● Task brief
Copy out the data exactly as it appears, without a single image.

(Records from a data collection)
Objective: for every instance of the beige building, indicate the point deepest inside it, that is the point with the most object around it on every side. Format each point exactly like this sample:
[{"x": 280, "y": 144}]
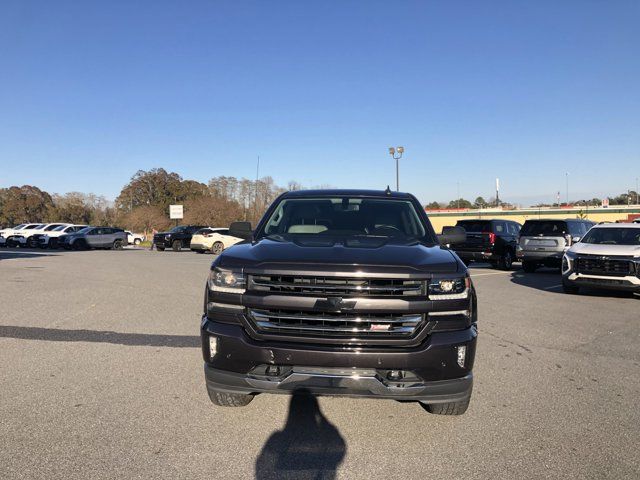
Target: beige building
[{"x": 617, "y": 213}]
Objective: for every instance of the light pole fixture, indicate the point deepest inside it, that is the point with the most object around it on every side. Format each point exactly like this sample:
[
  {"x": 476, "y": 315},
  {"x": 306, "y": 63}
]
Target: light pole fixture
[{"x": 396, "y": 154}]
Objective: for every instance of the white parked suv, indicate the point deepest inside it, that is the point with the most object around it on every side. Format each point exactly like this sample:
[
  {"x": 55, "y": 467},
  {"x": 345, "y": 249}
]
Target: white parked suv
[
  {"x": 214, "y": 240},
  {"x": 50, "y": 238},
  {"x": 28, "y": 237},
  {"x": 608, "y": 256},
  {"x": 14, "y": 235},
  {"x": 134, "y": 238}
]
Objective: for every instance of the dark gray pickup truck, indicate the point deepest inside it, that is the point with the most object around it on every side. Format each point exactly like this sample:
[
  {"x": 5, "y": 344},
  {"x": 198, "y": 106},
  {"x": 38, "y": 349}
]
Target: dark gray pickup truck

● Solution to this exercise
Objective: for every instance of the beige building, indicate the point deepest inside it, that is the point with the most object around it on every side. Format each point exactly like this sample:
[{"x": 280, "y": 144}]
Target: beige building
[{"x": 617, "y": 213}]
Objective: for every instance of the light pole fixture, indicate the point deepest inside it, that is the point with the most object around it on every side. Format each point exactly like this sample:
[
  {"x": 476, "y": 315},
  {"x": 306, "y": 63}
]
Target: light pole fixture
[{"x": 396, "y": 154}]
Objective: for every instance of the white parked suv, indicate the point deepest inside it, that is the point with the most object around it on every side. Format each point exactly like this sample:
[
  {"x": 55, "y": 467},
  {"x": 345, "y": 249}
]
Target: white parked suv
[
  {"x": 214, "y": 240},
  {"x": 50, "y": 238},
  {"x": 28, "y": 237},
  {"x": 608, "y": 256},
  {"x": 14, "y": 235},
  {"x": 134, "y": 238}
]
Objective: for every instance of the dark gray pickup truck, indicate the point deepest inside it, that is the point with the most object around it on every side. Format each point exactly like this sample:
[
  {"x": 5, "y": 344},
  {"x": 198, "y": 106},
  {"x": 38, "y": 349}
]
Target: dark gray pickup truck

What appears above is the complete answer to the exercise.